**Task**
Could you reproduce word for word everything from the line containing "pixel 535 164." down to the line containing "pixel 443 42", including both of those lines?

**Dataset entries**
<<<<
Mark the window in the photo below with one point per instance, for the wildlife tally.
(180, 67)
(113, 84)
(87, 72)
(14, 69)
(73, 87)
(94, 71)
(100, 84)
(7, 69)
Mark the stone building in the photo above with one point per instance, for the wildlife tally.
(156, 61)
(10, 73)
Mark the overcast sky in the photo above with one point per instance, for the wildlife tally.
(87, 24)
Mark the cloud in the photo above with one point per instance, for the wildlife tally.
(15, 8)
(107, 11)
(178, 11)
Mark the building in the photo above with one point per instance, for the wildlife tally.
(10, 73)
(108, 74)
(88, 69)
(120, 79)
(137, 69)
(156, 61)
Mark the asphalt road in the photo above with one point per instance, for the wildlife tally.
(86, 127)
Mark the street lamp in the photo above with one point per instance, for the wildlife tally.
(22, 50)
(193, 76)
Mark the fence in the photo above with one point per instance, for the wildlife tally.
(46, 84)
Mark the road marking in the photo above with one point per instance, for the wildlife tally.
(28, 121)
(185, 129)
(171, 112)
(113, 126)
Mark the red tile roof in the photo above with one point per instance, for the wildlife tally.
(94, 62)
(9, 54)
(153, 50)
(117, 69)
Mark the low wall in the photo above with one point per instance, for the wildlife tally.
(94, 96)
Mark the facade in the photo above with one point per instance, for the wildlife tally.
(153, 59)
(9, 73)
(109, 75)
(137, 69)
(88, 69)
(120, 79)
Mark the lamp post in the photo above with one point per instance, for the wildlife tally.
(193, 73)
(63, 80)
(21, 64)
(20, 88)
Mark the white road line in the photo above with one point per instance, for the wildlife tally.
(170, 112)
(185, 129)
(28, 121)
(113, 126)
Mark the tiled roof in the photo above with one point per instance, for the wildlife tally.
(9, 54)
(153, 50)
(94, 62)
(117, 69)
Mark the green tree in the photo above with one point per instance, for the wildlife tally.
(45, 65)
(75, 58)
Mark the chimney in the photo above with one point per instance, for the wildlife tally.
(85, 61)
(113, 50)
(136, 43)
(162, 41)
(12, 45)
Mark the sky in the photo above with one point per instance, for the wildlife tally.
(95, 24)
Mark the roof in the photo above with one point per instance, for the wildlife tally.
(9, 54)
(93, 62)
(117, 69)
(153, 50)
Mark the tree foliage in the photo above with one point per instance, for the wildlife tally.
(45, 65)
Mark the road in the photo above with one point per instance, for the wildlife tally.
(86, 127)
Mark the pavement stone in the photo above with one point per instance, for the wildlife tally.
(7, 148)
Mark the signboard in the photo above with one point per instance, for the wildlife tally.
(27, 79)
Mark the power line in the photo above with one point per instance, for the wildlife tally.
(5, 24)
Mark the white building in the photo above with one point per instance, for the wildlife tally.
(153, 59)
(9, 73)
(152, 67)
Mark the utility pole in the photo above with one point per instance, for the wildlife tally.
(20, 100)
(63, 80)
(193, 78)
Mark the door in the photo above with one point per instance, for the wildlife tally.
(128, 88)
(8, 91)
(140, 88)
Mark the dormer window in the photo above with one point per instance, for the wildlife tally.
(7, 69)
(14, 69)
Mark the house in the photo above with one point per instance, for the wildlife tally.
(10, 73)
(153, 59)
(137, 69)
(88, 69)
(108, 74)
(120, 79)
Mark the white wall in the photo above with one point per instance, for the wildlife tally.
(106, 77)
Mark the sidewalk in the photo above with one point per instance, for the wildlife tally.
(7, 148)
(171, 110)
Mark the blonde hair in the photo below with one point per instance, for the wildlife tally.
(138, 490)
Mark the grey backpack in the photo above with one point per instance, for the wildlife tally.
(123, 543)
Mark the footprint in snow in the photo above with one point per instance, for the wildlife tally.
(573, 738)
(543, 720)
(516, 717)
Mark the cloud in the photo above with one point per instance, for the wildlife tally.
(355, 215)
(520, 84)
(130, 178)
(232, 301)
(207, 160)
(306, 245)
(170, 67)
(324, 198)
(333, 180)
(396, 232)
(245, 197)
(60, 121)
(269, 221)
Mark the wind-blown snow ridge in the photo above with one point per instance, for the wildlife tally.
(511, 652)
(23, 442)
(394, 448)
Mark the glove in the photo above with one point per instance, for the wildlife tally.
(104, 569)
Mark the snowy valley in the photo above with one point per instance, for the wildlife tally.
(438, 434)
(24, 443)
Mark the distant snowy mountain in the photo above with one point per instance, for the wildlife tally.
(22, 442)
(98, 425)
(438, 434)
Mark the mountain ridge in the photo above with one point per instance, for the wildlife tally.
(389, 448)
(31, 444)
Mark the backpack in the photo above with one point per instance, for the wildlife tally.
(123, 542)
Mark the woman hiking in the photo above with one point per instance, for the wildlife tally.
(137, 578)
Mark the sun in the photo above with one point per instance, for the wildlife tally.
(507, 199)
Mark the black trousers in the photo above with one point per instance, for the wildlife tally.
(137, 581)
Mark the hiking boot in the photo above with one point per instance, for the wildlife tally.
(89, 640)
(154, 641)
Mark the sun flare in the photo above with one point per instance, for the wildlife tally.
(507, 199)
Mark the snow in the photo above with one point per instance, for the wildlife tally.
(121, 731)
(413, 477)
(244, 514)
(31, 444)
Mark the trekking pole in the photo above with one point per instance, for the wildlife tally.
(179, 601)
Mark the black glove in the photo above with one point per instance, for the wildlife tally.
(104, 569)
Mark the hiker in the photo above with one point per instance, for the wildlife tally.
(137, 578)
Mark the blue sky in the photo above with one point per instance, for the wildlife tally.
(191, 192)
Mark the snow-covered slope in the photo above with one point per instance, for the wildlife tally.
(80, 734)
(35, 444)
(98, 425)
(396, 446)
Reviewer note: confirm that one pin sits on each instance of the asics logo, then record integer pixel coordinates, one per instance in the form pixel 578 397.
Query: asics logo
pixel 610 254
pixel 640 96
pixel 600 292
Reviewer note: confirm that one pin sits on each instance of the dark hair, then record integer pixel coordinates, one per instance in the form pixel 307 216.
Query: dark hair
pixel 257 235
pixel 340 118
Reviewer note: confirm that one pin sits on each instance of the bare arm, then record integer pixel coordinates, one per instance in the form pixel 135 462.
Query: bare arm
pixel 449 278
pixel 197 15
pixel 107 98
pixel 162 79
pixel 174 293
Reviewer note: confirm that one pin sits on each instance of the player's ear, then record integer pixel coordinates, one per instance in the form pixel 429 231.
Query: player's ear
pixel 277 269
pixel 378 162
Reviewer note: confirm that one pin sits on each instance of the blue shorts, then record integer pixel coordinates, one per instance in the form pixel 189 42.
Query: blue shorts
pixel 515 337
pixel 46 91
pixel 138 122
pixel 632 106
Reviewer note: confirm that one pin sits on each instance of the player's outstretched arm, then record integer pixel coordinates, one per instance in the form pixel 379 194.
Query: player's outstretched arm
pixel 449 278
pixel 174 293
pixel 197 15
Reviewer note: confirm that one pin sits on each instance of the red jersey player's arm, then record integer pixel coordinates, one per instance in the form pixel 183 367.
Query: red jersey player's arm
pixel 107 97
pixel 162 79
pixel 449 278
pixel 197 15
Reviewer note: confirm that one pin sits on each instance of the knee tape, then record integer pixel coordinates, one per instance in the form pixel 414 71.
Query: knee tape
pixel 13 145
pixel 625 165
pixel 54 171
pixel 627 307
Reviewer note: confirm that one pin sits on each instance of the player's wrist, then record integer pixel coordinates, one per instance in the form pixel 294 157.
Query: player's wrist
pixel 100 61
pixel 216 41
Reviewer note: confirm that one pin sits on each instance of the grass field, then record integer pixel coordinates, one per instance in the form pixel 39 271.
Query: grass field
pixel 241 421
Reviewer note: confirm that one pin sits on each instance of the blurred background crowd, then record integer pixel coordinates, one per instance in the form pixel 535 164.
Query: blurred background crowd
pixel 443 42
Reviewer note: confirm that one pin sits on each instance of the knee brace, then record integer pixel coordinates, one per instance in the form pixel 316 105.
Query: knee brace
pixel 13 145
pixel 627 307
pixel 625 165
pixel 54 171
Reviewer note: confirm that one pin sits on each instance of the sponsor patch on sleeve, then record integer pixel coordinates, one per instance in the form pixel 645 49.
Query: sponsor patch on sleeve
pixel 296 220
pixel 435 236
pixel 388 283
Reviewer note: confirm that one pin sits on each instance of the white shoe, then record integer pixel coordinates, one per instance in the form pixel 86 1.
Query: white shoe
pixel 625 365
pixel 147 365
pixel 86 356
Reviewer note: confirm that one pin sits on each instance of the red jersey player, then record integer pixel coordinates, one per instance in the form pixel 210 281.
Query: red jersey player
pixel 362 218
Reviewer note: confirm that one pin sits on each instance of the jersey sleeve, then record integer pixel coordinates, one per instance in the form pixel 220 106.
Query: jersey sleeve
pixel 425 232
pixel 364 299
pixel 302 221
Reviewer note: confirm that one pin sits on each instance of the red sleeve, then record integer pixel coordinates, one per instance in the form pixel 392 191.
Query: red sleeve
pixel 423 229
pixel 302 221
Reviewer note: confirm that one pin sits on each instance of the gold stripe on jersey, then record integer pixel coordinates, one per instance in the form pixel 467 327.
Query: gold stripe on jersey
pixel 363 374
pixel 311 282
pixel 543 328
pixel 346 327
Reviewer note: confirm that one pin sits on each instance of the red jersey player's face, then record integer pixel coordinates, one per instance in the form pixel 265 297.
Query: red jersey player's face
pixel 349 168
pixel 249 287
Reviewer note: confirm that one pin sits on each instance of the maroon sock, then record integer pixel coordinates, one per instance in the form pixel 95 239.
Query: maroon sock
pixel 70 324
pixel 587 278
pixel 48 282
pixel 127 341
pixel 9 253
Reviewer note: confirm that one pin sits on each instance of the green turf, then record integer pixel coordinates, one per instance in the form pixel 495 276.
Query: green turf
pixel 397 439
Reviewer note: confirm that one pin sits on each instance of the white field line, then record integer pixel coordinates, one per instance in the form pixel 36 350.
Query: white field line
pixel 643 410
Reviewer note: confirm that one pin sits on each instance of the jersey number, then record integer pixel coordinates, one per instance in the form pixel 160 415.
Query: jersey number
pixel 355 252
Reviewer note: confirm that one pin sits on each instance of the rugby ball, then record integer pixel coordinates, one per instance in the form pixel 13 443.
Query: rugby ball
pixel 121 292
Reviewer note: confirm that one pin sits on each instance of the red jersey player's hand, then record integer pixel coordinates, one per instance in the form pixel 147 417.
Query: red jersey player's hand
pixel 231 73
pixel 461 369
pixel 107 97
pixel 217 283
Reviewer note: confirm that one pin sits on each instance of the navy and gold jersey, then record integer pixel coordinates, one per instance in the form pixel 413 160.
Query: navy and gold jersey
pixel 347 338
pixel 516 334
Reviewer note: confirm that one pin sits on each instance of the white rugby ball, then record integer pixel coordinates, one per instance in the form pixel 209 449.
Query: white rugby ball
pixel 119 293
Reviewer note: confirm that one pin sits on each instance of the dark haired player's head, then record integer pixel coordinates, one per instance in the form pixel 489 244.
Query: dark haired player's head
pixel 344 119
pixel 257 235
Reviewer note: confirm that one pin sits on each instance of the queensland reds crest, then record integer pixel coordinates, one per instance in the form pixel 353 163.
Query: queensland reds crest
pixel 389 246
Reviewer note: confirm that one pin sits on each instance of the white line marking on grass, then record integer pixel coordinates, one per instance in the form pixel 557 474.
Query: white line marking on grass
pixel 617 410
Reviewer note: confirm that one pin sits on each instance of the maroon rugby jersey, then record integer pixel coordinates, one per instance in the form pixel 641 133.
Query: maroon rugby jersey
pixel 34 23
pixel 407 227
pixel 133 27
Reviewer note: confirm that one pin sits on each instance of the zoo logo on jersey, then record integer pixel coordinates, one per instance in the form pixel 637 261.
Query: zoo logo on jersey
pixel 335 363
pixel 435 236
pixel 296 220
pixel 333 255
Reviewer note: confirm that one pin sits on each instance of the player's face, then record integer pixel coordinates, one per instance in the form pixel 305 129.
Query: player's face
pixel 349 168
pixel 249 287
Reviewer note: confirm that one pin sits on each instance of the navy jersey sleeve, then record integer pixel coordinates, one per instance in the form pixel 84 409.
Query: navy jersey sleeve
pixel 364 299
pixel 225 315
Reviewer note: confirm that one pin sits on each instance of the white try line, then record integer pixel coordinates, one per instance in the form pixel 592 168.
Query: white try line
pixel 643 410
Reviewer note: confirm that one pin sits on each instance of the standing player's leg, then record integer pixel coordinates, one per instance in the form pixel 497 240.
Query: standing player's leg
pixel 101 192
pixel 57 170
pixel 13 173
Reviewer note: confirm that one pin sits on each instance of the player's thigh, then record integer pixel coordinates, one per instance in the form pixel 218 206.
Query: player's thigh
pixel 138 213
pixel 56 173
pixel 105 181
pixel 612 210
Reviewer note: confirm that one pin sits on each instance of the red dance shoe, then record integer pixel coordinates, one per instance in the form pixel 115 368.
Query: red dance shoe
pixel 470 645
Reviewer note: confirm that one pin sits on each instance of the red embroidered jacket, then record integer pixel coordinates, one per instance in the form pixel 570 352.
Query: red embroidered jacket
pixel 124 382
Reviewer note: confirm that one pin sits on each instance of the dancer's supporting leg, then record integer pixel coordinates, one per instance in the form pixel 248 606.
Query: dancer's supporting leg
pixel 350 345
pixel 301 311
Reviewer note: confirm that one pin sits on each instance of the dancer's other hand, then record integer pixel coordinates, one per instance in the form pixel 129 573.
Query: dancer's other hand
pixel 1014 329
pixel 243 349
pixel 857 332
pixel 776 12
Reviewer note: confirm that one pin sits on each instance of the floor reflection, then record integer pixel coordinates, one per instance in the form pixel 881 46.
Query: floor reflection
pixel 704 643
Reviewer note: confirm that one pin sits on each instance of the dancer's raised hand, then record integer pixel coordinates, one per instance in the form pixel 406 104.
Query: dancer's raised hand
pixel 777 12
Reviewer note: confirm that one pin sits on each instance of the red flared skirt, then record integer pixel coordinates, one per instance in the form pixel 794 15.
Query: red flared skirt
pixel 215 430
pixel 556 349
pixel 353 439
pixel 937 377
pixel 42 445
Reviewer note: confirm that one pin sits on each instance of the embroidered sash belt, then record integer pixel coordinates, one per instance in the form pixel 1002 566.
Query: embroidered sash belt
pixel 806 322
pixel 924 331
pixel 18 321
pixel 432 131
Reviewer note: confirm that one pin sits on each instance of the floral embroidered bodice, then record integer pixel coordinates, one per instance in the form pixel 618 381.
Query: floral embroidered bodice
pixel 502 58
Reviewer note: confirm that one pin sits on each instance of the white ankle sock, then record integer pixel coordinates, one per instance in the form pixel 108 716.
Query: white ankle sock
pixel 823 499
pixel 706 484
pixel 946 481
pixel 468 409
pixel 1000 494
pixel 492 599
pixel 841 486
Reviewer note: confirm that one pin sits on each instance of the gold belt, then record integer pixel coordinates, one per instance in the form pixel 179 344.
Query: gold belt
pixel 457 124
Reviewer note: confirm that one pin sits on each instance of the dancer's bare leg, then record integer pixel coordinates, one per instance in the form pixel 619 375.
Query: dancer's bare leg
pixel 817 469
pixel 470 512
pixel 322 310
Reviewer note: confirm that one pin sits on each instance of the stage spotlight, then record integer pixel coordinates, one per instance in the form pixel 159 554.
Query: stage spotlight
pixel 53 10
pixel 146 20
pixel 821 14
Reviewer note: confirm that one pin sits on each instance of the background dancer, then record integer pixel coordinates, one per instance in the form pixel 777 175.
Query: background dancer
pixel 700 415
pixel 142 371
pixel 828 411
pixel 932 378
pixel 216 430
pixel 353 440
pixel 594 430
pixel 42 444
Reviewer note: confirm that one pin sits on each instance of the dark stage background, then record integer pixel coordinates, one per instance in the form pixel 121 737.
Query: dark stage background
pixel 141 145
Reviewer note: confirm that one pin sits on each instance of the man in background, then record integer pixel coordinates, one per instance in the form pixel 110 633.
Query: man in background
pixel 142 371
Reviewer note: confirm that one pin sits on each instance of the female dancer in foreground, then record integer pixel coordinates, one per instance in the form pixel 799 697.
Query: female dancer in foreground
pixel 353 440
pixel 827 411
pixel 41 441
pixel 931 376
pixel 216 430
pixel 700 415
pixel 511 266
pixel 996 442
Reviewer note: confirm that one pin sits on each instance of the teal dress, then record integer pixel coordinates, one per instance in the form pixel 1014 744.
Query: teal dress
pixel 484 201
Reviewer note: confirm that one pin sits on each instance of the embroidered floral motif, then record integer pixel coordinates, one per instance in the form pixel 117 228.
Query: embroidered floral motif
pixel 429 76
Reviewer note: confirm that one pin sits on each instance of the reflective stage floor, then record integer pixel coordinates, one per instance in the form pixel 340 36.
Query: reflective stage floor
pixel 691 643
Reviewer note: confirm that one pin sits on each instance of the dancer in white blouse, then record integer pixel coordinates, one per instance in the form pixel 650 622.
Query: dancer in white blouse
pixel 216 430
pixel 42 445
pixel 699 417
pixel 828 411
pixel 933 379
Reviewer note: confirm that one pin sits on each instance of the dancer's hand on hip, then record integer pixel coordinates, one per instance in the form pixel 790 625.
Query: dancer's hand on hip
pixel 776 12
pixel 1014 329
>>>>
**Problem solution**
Reviewer note: confirm that one pin sits on each instance of the blurred background crowd, then record integer pixel coordinates, one per instance in the form pixel 535 164.
Query: blurred background crowd
pixel 443 42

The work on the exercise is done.